▶ [PASAJE CITADO]
------------------------------------------------
Esa es la vía legal (’enfermedad muy grave con padecimientos incurables’) que, una vez fracasada la que apelaba a la tramitación del indulto solicitado al Gobierno, ha elegido el expresidente de la Junta de Andalucía, José Antonio Griñán, condenado a seis años de cárcel por malversación en el caso de los ERE, para evitar su ingreso en prisión.

Si con argumentos similares la Audiencia de Sevilla ha accedido a suspender temporalmente la entrada en prisión de Barberá, a la espera de los correspondientes informes médicos, no hay razón para que no tome una decisión similar en el caso de Griñán.

Todo lo anterior cursa en el plano jurídico. Cuestión aparte es el factor humano del caso. Quienes desean la inmediata entrada en prisión de Griñán y además se oponen a un eventual indulto apelando a la igualdad de los ciudadanos ante la ley, tendrán que refutar las razones humanitarias de una esposa y tres hijos que sufren en silencio la estigmatización pública de un hombre bueno.

Y finalmente tenemos el componente político. La inminente publicación en el BOE (20 días) de la rebaja de penas por el delito de malversación (el principal de la condena del expresidente andaluz), reclamada por el independentismo catalán en versión ERC, ahora aliado del Gobierno de Sánchez, nos propone una valoración de fondo a quienes nos dedicamos a comentar los avatares de la política nacional.
------------------------------------------------
▶ [SECCIÓN DE DATOS]

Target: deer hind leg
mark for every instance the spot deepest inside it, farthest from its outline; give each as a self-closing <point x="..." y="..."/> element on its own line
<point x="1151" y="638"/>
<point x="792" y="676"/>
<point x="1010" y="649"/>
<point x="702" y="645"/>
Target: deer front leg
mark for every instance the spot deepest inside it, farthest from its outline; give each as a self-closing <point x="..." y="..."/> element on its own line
------------------------------------------------
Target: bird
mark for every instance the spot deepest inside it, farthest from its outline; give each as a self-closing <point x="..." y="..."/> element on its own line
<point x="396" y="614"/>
------------------------------------------------
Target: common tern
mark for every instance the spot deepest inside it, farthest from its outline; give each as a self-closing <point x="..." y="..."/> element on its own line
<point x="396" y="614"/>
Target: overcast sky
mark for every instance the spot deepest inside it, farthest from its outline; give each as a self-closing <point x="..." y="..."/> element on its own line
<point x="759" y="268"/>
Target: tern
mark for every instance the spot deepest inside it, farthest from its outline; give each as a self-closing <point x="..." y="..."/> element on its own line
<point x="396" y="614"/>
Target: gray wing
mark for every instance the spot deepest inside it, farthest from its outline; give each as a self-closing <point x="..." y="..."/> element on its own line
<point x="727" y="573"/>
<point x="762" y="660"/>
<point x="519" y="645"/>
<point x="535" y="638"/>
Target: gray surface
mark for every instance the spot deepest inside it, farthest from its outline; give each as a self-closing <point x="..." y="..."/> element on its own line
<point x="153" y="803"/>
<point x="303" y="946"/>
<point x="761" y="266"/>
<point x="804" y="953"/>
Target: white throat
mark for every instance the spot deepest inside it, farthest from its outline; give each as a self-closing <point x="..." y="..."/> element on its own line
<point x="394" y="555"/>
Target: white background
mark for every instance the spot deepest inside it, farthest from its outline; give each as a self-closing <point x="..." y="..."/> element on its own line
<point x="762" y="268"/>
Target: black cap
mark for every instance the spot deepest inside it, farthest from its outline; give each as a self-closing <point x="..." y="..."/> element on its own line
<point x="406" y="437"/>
------------------------------------------------
▶ [QUÉ SE PIDE] Copia tal cual el trozo del pasaje citado que empieza con "Y finalmente tenemos" y termina con "la política nacional.".

▶ [SOLUCIÓN]
Y finalmente tenemos el componente político. La inminente publicación en el BOE (20 días) de la rebaja de penas por el delito de malversación (el principal de la condena del expresidente andaluz), reclamada por el independentismo catalán en versión ERC, ahora aliado del Gobierno de Sánchez, nos propone una valoración de fondo a quienes nos dedicamos a comentar los avatares de la política nacional.